What you will do:
Render every line of the data exactly as written, and leave out the pictures.

[Dataset entries]
——
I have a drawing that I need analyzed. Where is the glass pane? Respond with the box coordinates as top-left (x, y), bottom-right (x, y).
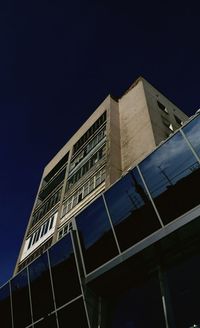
top-left (49, 234), bottom-right (82, 308)
top-left (76, 196), bottom-right (119, 273)
top-left (107, 274), bottom-right (165, 328)
top-left (58, 298), bottom-right (89, 328)
top-left (28, 253), bottom-right (54, 321)
top-left (139, 132), bottom-right (200, 225)
top-left (104, 169), bottom-right (161, 251)
top-left (11, 269), bottom-right (32, 327)
top-left (183, 115), bottom-right (200, 157)
top-left (166, 253), bottom-right (200, 327)
top-left (0, 283), bottom-right (12, 328)
top-left (34, 313), bottom-right (57, 327)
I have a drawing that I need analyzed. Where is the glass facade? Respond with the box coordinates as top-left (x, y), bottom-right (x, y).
top-left (104, 168), bottom-right (161, 251)
top-left (139, 131), bottom-right (200, 225)
top-left (0, 283), bottom-right (12, 328)
top-left (57, 298), bottom-right (89, 328)
top-left (75, 196), bottom-right (119, 273)
top-left (1, 115), bottom-right (200, 327)
top-left (48, 234), bottom-right (81, 307)
top-left (0, 233), bottom-right (89, 327)
top-left (182, 114), bottom-right (200, 157)
top-left (11, 269), bottom-right (31, 327)
top-left (28, 253), bottom-right (54, 321)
——
Solution for this exercise:
I have a drawing that I need analyzed. Where is the glass pane? Respond with the box coordinates as top-left (x, y), bottom-right (x, y).
top-left (49, 234), bottom-right (82, 308)
top-left (76, 196), bottom-right (119, 273)
top-left (107, 274), bottom-right (165, 328)
top-left (58, 298), bottom-right (89, 328)
top-left (28, 253), bottom-right (54, 321)
top-left (139, 132), bottom-right (200, 225)
top-left (104, 169), bottom-right (161, 251)
top-left (11, 269), bottom-right (32, 327)
top-left (183, 115), bottom-right (200, 157)
top-left (166, 253), bottom-right (200, 327)
top-left (0, 283), bottom-right (12, 328)
top-left (34, 313), bottom-right (57, 327)
I have a drawing that I need analyzed. Where is the glass facade? Respond with the box coordinates as top-left (x, y), bottom-right (x, y).
top-left (104, 168), bottom-right (161, 251)
top-left (139, 131), bottom-right (200, 225)
top-left (0, 283), bottom-right (12, 328)
top-left (57, 298), bottom-right (89, 328)
top-left (75, 196), bottom-right (119, 273)
top-left (1, 115), bottom-right (200, 327)
top-left (48, 234), bottom-right (81, 307)
top-left (0, 233), bottom-right (89, 327)
top-left (182, 114), bottom-right (200, 157)
top-left (11, 269), bottom-right (31, 327)
top-left (28, 253), bottom-right (54, 321)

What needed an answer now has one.